→ What you have to do: Give back the entire listing verbatim.

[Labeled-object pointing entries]
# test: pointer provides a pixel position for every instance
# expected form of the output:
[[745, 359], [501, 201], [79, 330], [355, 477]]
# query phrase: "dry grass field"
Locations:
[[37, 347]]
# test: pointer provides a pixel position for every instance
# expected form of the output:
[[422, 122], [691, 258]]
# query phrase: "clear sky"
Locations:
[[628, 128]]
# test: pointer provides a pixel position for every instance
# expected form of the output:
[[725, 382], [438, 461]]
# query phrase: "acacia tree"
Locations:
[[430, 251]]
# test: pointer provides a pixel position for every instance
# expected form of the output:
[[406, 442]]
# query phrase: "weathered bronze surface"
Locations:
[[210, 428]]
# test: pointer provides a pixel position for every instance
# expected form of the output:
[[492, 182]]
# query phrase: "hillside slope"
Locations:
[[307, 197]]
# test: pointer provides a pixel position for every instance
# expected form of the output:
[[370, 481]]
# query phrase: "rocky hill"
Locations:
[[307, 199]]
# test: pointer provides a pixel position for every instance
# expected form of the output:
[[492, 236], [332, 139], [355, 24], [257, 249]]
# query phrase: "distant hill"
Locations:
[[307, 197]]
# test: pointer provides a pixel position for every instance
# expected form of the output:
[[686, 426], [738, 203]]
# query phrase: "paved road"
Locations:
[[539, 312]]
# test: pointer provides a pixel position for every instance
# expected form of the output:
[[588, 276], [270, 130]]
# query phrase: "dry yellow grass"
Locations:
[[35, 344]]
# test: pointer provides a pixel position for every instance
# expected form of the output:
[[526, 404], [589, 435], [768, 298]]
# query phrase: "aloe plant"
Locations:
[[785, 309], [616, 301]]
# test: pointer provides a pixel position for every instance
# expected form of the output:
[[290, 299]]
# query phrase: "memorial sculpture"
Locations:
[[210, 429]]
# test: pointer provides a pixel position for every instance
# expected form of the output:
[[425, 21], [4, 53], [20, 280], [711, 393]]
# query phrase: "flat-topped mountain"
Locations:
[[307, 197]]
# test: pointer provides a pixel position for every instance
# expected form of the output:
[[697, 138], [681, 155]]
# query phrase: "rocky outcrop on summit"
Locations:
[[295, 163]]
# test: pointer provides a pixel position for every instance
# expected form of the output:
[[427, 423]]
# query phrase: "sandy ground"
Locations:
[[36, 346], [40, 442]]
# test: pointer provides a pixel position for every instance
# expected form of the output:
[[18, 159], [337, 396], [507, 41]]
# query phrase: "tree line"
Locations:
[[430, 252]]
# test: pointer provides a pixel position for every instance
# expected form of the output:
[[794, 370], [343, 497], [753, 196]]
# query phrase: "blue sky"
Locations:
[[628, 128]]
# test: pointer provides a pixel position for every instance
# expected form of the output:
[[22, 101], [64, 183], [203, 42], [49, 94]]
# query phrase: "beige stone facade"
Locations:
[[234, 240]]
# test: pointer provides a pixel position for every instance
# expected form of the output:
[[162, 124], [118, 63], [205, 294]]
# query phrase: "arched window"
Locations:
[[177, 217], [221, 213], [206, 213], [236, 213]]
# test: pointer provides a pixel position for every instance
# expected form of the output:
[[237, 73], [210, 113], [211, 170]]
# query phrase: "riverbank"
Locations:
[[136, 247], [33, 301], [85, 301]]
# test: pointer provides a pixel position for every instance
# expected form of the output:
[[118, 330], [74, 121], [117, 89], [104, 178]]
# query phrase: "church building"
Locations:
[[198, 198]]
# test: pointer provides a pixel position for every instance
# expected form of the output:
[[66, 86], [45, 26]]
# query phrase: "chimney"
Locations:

→ Answer to the task:
# test: pointer provides a pixel position for every instance
# expected form of the output:
[[745, 359], [501, 201], [79, 330], [355, 477]]
# query phrase: "dry grass field"
Locations:
[[37, 347]]
# test: pointer provides a pixel position for every instance
# expected form of the output:
[[422, 122], [691, 258]]
# query phrase: "clear sky"
Locations:
[[628, 128]]
# test: pointer provides a pixel position for every instance
# expected form of the output:
[[725, 382], [438, 461]]
# query phrase: "acacia tree"
Locations:
[[430, 251]]
# test: pointer provides a pixel position for every instance
# expected form of the output:
[[406, 442]]
# query phrase: "weathered bronze surface"
Locations:
[[210, 428]]
# test: pointer provides a pixel position for every instance
# expected form of the output:
[[492, 182]]
# query phrase: "hillside slope"
Locations:
[[307, 197]]
# test: pointer provides a pixel position for every instance
# expected form of the output:
[[370, 481]]
# query phrase: "rocky hill"
Locations:
[[307, 199]]
# test: pointer provides a pixel position for every instance
# expected form of the output:
[[492, 236], [332, 139], [355, 24], [257, 249]]
# query phrase: "distant hill"
Locations:
[[307, 197]]
# test: pointer provides a pixel position for every instance
# expected form of the output:
[[686, 426], [738, 203]]
# query phrase: "paved road"
Locations:
[[539, 312]]
# test: pointer provides a pixel position for every instance
# expected form of the output:
[[588, 276], [270, 130]]
# query phrase: "dry yellow grass"
Locations:
[[35, 344]]
# test: pointer provides a pixel position for every instance
# expected form of the output:
[[526, 404], [589, 435], [768, 298]]
# query phrase: "aloe plant"
Locations:
[[785, 309], [616, 301]]
# test: pointer provides a pixel position for every instance
# expected form of the output:
[[290, 299]]
# query phrase: "memorial sculpture"
Locations:
[[210, 429]]
# test: pointer provides a pixel position for every instance
# expected form of the output:
[[425, 21], [4, 53], [20, 280], [711, 393]]
# query phrase: "flat-topped mountain"
Locations:
[[307, 197]]
# test: pointer provides a pixel position for every instance
# expected form of the output:
[[697, 138], [681, 155]]
# query phrase: "rocky outcrop on summit"
Locations:
[[295, 163]]
# test: pointer provides a pixel position for every instance
# expected form of the output:
[[427, 423]]
# query phrase: "sandy ground"
Locations:
[[36, 346], [40, 442]]
# test: pointer provides a pixel position for every instance
# expected form of the output:
[[18, 159], [337, 396], [507, 41]]
# query phrase: "tree line"
Locations:
[[430, 252]]
# test: pointer provides a pixel position for every instance
# expected form of the output:
[[794, 370], [343, 497], [753, 196]]
# query phrase: "blue sky"
Locations:
[[628, 128]]
# test: pointer provides a pixel position for every instance
# expected form of the output:
[[22, 101], [64, 183], [203, 42], [49, 94]]
# query phrase: "beige stone facade"
Locations:
[[234, 240]]
# test: pointer provides a pixel position for every instance
# expected form of the output:
[[162, 124], [118, 63], [205, 294]]
# query phrase: "arched window"
Locations:
[[177, 217], [221, 213], [206, 213], [236, 213]]
# test: pointer provides a pixel position for every instance
# expected form of the output:
[[237, 73], [210, 113], [211, 170]]
# query phrase: "riverbank"
Locations:
[[136, 247], [33, 301], [85, 301]]
# test: pointer provides a pixel position for every instance
# expected form of the output:
[[118, 330], [74, 121], [117, 89], [104, 178]]
# query phrase: "church building"
Locations:
[[198, 198]]
# test: pointer provides a pixel position for every instance
# expected form of the output:
[[66, 86], [45, 26]]
# query phrase: "chimney"
Locations:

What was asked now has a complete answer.